■ **Input for this task**
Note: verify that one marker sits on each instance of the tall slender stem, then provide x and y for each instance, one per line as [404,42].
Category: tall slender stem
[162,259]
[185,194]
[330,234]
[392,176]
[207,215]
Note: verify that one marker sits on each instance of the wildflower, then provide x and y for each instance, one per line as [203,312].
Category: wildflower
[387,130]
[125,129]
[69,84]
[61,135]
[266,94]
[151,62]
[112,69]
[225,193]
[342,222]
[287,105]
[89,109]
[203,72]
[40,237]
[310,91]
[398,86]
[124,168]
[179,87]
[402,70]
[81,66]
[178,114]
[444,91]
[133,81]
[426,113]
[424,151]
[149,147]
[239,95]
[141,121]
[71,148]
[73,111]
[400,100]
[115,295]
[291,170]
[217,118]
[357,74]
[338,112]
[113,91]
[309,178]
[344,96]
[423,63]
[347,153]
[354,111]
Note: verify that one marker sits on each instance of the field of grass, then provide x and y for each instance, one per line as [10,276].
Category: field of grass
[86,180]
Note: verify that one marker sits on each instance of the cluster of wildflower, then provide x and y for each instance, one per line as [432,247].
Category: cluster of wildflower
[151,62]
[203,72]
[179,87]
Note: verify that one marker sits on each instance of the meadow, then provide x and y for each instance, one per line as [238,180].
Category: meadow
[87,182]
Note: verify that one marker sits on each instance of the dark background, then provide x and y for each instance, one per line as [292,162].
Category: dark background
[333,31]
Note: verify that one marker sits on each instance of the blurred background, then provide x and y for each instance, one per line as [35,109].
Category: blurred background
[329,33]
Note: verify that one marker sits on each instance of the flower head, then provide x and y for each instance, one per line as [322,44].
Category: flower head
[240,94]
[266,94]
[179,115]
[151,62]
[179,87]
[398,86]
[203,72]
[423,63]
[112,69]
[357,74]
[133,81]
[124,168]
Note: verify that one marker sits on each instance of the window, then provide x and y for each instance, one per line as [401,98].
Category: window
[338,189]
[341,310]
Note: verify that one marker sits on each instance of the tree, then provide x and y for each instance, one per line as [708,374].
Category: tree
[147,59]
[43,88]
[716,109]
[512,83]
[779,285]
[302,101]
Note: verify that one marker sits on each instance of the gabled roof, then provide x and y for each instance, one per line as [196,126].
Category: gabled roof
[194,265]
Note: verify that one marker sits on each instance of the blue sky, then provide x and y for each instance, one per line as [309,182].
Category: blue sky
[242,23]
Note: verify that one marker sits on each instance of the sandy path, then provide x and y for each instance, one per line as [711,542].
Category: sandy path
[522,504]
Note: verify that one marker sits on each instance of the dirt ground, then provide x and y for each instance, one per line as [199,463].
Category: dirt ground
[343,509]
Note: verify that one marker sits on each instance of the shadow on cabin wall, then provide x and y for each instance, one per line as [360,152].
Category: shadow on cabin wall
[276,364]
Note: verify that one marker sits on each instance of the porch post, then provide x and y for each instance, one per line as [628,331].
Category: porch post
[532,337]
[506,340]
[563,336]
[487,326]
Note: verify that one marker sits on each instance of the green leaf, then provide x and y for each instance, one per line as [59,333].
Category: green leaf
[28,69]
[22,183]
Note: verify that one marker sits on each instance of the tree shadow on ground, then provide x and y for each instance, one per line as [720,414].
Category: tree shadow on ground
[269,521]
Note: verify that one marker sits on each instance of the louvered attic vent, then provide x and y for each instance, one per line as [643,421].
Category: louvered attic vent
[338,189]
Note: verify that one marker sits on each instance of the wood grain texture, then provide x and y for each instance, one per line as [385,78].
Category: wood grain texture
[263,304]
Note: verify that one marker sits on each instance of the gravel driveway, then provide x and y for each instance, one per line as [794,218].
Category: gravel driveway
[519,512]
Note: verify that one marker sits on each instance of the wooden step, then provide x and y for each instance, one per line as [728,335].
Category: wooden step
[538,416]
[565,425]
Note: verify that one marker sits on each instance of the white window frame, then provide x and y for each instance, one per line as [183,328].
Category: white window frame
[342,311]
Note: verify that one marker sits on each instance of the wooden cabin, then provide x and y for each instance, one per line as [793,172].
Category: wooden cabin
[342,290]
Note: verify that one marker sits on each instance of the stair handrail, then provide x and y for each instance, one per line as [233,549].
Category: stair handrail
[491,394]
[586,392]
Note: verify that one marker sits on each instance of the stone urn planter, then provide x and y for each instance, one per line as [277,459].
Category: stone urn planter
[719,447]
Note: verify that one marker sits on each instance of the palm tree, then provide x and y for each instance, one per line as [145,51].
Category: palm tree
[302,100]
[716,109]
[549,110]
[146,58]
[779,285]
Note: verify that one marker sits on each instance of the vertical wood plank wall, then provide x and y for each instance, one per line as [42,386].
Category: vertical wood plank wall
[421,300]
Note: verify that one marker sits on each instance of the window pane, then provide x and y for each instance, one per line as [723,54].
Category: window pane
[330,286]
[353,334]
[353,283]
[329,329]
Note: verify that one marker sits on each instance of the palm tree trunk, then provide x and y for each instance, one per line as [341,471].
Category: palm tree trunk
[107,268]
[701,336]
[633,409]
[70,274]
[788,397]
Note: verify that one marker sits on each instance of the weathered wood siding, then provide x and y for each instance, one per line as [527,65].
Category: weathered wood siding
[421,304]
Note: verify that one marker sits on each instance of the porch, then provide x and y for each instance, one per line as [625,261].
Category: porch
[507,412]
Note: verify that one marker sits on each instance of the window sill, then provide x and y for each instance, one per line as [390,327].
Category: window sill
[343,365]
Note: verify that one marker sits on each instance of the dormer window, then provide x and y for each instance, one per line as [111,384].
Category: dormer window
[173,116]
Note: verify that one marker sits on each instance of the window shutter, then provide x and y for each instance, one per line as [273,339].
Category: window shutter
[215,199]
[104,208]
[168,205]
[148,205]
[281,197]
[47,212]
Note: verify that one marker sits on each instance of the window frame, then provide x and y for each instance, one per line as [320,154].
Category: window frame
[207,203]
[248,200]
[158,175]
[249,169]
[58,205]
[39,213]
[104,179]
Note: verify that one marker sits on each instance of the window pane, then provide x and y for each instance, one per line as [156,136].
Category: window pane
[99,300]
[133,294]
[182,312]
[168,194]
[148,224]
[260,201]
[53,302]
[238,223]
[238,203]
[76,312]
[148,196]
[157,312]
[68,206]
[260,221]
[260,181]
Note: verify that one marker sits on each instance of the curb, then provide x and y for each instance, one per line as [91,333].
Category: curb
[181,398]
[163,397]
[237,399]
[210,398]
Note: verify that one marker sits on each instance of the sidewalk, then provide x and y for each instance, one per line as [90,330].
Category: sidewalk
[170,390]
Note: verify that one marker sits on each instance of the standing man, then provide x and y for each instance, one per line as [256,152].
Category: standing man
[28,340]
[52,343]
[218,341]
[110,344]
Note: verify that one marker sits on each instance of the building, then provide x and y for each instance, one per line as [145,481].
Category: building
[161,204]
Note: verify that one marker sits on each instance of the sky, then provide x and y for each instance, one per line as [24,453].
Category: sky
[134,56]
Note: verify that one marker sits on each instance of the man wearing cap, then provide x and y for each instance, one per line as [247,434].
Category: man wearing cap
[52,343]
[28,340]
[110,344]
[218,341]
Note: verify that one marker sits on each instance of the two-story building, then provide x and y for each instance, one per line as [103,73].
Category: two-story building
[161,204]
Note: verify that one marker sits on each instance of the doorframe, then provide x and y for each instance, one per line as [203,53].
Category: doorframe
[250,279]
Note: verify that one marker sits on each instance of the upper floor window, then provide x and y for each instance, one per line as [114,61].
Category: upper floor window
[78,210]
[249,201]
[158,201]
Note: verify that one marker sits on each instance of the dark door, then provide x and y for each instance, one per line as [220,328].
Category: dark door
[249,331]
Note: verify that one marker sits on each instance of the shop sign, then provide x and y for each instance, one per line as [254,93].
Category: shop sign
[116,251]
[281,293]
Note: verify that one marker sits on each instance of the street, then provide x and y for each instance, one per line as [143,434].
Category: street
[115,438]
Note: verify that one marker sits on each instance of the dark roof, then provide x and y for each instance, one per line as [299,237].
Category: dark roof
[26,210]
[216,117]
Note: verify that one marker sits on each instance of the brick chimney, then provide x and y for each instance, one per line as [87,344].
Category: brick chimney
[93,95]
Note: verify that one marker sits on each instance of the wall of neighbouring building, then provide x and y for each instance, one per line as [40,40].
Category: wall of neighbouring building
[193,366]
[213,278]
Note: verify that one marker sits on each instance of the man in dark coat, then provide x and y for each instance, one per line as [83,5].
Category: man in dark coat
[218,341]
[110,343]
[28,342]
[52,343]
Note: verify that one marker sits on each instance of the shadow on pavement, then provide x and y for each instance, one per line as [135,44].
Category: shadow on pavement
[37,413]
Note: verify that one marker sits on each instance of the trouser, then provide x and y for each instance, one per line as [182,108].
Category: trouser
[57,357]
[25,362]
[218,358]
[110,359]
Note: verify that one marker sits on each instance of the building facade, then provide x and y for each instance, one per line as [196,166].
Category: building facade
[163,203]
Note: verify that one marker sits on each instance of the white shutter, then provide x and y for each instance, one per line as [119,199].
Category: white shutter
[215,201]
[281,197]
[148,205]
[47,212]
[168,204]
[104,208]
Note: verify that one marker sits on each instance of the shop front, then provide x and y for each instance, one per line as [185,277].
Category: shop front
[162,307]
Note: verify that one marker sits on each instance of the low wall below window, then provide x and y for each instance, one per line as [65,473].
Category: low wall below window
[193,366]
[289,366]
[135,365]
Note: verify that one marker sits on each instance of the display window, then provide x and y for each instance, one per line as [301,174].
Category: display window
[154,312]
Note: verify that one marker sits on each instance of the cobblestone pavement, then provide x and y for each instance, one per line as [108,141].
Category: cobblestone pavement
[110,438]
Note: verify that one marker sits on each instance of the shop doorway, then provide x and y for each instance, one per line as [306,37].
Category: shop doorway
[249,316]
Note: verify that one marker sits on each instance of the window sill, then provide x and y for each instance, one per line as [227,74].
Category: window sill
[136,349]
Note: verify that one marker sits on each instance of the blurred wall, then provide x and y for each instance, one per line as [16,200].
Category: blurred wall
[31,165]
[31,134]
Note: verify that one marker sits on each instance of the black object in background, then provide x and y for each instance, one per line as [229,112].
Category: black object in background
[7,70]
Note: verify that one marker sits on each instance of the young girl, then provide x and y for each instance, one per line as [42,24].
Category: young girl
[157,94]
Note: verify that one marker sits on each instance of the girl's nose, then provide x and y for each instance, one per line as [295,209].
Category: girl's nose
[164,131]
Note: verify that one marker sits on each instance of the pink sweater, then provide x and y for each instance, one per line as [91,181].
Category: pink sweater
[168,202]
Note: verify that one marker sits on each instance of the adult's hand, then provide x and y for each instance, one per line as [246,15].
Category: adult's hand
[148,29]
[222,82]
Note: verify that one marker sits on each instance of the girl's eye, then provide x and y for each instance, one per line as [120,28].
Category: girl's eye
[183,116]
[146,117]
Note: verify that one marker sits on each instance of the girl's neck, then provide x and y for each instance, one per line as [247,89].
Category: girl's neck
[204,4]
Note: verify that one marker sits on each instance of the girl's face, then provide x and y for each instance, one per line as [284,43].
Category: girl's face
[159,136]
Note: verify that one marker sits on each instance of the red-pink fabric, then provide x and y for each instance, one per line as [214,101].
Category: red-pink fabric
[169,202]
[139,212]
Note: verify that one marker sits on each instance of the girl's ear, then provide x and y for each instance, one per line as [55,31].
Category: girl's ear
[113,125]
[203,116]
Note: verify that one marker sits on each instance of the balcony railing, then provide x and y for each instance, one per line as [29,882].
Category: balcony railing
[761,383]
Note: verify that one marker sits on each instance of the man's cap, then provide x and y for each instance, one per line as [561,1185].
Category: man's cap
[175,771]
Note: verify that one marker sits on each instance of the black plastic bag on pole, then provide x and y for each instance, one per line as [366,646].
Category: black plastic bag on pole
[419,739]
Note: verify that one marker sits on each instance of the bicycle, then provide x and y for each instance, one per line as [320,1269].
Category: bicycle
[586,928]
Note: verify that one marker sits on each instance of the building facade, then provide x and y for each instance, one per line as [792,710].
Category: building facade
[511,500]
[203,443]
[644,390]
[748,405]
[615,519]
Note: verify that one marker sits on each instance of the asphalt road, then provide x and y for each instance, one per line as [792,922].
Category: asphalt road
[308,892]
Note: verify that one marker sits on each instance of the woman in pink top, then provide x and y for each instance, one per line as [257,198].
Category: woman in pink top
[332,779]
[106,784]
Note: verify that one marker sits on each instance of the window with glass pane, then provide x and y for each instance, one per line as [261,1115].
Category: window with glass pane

■ **Problem description**
Write out only the final block of lines, starting at the line with "line as [320,1269]." and running to the end of the material.

■ **Task response**
Note: verify that one marker sits on each instance of the bicycle, then provide x and y for each instance, one per line as [320,1269].
Category: bicycle
[586,928]
Note: verify that one marker sits on each instance of the building facade, then provide x and y for each instance, one per line as [792,710].
Category: building facade
[511,500]
[203,443]
[644,390]
[748,405]
[615,519]
Note: verify that one marker sits on each instance of the asphalt road, then provide x and y for each instance, one per line as [792,922].
Category: asphalt road
[308,892]
Note: verify that one marker sits on each instance of the woman in pink top, then provide x and y for each instance, one per line as [257,198].
Category: woman in pink top
[332,779]
[106,784]
Note: verify that one marker sits on each instance of the window with glass pane, then provide x and y for each instance, one per line as [261,1115].
Category: window with glass pane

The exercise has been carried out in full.